» Your objective:
Write out exactly the lines from the one containing "of the radar" through the last line of the records below, including both.

» Given data:

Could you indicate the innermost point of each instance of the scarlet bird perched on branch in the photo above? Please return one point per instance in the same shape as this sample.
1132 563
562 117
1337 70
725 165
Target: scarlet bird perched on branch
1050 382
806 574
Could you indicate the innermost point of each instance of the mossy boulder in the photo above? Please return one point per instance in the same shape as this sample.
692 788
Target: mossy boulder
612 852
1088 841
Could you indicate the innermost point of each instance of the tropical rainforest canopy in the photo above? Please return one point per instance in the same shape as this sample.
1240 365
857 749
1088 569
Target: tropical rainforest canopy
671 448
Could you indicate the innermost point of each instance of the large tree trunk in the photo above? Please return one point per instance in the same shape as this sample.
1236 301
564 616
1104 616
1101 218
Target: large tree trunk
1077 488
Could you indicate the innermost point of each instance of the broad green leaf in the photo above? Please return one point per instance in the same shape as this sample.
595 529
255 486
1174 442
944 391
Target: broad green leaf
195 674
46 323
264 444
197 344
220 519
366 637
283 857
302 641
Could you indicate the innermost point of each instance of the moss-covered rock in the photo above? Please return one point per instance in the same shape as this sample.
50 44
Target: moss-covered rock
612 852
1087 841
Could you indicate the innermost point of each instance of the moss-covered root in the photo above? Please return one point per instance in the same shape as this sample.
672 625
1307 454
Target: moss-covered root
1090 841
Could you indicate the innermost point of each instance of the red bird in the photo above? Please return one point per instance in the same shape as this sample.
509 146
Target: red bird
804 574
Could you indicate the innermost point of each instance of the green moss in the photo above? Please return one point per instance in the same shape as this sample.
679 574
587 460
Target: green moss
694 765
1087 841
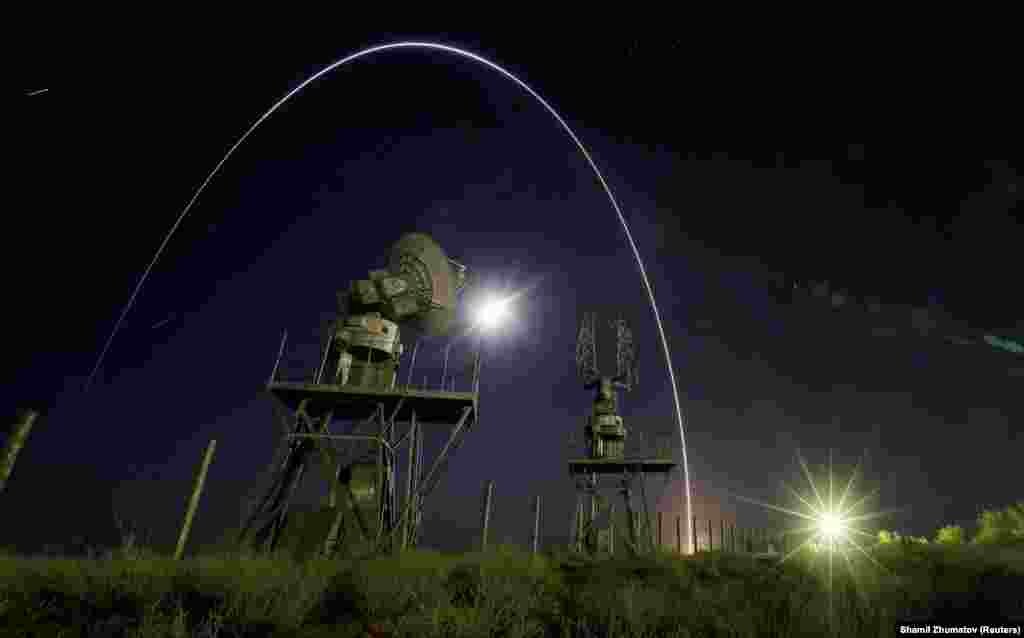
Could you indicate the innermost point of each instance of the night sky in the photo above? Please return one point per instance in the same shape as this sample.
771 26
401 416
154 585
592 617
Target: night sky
738 180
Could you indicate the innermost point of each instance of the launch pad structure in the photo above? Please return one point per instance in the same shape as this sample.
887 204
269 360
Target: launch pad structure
605 467
358 424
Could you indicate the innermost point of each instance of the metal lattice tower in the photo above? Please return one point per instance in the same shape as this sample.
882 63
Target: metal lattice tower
354 417
606 467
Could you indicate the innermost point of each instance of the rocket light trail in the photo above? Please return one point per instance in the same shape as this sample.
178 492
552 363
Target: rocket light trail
525 87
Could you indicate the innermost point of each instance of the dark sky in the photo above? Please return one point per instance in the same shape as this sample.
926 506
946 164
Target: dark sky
733 171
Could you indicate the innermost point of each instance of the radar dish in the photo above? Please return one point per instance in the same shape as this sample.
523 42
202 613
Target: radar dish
432 277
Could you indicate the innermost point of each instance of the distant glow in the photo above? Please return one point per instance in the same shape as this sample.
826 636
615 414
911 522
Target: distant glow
493 312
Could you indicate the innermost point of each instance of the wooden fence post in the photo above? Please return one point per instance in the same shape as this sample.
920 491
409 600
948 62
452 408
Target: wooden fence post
488 491
15 440
537 522
194 499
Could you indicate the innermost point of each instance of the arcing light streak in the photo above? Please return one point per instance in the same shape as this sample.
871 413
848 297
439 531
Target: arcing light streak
525 87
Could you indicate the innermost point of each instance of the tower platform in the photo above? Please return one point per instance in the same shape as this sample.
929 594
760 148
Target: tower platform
621 466
354 402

» Solved exercise:
Could you indicate the innermost point of each instance of the radar dish in the photo above? Please return one point per instance in the same shape as this sample.
523 42
202 613
Target: radar dish
432 277
Could you indicate the innermost point of each instance of the distant glow in the photo above? Please return one point per instance in the same shape as this sample.
826 636
615 414
911 522
Target: distant glow
493 312
Could you indicate the innermost point of each instance of the wooden fence post in the photo above? Please return one point per instance in the same shape as this sample.
920 491
409 600
948 62
452 408
Target: wooden fence post
488 491
15 440
537 522
194 499
Could you indicate the innermost point of each instance of the arcing light streak in the photo above? Please return one point per instance in the same shape as this sample.
871 413
848 297
439 531
Target: arcing light streak
525 87
Could you indicate the innermost point of each instance of the tower platform in the photo above? Please return one point per instance in the same shape as this sample.
929 594
760 148
Target: tower platform
621 466
354 402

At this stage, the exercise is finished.